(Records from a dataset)

——————————

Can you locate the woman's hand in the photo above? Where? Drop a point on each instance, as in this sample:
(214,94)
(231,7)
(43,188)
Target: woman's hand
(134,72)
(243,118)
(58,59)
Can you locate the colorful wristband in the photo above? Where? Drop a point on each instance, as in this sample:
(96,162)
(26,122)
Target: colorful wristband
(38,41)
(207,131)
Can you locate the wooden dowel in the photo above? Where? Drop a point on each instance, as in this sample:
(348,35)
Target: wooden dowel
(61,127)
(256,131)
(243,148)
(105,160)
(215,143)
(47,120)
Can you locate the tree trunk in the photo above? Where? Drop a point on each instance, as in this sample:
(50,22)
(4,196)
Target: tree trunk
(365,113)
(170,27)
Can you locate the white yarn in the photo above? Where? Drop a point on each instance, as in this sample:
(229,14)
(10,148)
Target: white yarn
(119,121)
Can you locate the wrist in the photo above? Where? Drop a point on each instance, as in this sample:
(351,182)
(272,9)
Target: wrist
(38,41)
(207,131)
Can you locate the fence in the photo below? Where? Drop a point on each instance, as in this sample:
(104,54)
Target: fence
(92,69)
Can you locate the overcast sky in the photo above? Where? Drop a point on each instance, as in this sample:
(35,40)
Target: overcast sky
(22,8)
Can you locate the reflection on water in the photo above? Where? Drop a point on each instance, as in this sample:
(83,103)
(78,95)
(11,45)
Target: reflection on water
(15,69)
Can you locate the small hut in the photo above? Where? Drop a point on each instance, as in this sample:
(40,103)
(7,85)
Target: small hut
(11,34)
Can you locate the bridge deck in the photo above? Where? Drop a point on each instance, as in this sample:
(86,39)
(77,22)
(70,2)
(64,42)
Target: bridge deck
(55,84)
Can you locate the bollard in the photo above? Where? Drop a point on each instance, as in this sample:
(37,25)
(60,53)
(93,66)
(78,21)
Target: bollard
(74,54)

——————————

> **Your objective**:
Edit the items above so that every "Drop a point" becomes "Place a point", leaving everything else unchanged.

> **Problem solution**:
Can you locate the woman's hand in the photo above? Where? Place a point on each instance, as in this sample:
(214,94)
(231,7)
(43,188)
Target: woman's hand
(134,72)
(243,118)
(58,59)
Can you locate the colorful wristband in the photo above? Where? Place a point on each instance, as in this sample:
(96,162)
(26,122)
Target: colorful wristband
(38,41)
(207,131)
Can you locate the wooden dowel in the photo above? Where? Place a point on each instance, as in this sample:
(348,35)
Target: wooden dowel
(61,127)
(256,131)
(243,148)
(105,160)
(215,143)
(47,120)
Can you locate the tree trunk in the photo above? Where? Place a point on each instance, as in this sample:
(50,22)
(4,196)
Target: tree trunk
(365,113)
(170,27)
Can you locate the white yarn in the photo above? Where? Place a point on each instance, as in this sample:
(229,14)
(10,148)
Target: white yarn
(119,121)
Can you locate the wrist in the photo above? Where? Place a point on each instance, as in this sample:
(351,182)
(272,9)
Target: wrist
(38,41)
(207,131)
Can you locate the fence in the photo below? Where? Place a point on each instance, as in this sample:
(104,54)
Target: fence
(92,69)
Can you locate the overcast sky in the photo above? Where? Place a point on each instance, as in this sample:
(35,40)
Target: overcast sky
(22,8)
Can you locate the reflection on water in the photo above? Where? Place a point on each instance, as in this sample:
(83,103)
(78,95)
(11,45)
Target: reflection on water
(15,69)
Can you locate the small hut in the photo above? Where? Place a point on each instance, as in this sample:
(40,103)
(7,85)
Target: small hut
(11,34)
Can you locate the bridge deck in the photo above? Where? Place a point on each instance, as in this sample:
(86,39)
(77,22)
(70,2)
(64,42)
Target: bridge deck
(55,84)
Can you locate the bollard in the photo above? Where? Place a point on each instance, as in this sample:
(37,25)
(60,53)
(93,66)
(78,21)
Target: bollard
(74,54)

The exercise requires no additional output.